## WHAT YOU SHOULD DO
Rename "Reported" to "Located" in the part of the listing that opens with the line containing "Would you please pick out the illuminated" and closes with the line containing "point(337, 215)". Reproduce only those lines, with nothing else altered.

=== DATA FOR THIS TASK ===

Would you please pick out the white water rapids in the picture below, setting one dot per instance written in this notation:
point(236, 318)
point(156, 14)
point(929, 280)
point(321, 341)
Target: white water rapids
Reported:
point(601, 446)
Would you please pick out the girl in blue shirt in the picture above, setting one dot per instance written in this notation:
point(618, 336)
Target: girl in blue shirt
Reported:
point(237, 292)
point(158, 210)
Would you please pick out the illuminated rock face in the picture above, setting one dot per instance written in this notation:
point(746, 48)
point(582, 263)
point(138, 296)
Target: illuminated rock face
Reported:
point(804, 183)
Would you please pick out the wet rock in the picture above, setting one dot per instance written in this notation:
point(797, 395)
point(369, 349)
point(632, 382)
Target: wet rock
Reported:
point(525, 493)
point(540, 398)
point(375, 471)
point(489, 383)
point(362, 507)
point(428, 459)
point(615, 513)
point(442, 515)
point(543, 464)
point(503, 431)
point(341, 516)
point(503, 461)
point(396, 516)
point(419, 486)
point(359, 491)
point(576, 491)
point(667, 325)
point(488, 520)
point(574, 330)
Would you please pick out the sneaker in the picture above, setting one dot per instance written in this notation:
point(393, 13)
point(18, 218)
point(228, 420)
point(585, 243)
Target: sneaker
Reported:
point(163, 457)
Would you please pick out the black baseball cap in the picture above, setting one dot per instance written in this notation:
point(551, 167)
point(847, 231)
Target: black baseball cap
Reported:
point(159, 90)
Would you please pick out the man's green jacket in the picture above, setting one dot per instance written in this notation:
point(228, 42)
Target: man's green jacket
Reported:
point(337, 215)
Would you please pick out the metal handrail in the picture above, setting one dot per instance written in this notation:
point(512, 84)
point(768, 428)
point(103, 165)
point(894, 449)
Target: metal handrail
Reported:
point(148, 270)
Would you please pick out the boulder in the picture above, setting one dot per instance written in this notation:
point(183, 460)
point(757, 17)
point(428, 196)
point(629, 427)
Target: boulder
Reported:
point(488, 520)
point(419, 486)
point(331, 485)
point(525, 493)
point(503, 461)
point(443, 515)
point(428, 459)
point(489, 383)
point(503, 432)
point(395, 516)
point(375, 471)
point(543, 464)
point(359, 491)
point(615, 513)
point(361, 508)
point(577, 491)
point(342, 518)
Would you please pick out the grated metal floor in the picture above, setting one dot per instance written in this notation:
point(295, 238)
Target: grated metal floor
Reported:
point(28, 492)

===

## RESPONSE BELOW
Would you please pick out the illuminated rock face in the picture above, setting one dot per instance written in this notation:
point(746, 48)
point(582, 263)
point(138, 296)
Target: illuminated rock face
Located:
point(804, 183)
Would you please pick out the wet rock in the picture above, setting one dot per instance written in this notation:
point(797, 395)
point(369, 349)
point(632, 382)
Target: wet rock
Located:
point(525, 493)
point(540, 398)
point(375, 471)
point(489, 383)
point(362, 507)
point(428, 459)
point(615, 513)
point(442, 515)
point(543, 464)
point(503, 431)
point(341, 516)
point(503, 461)
point(396, 516)
point(419, 486)
point(359, 491)
point(576, 491)
point(667, 325)
point(488, 520)
point(574, 330)
Would you please pick out the sneaker in the picture above, setting one dot per instance written in this notation:
point(393, 13)
point(18, 218)
point(228, 420)
point(585, 243)
Target: sneaker
Located:
point(163, 457)
Would you please pick out the black baseball cap in the picture above, setting one dot per instance written in this notation:
point(551, 167)
point(847, 231)
Target: black baseball cap
Located:
point(159, 90)
Would you please pick out the man's green jacket in the picture above, setting one dot per instance written in this notation:
point(228, 42)
Target: man's green jacket
Located:
point(337, 215)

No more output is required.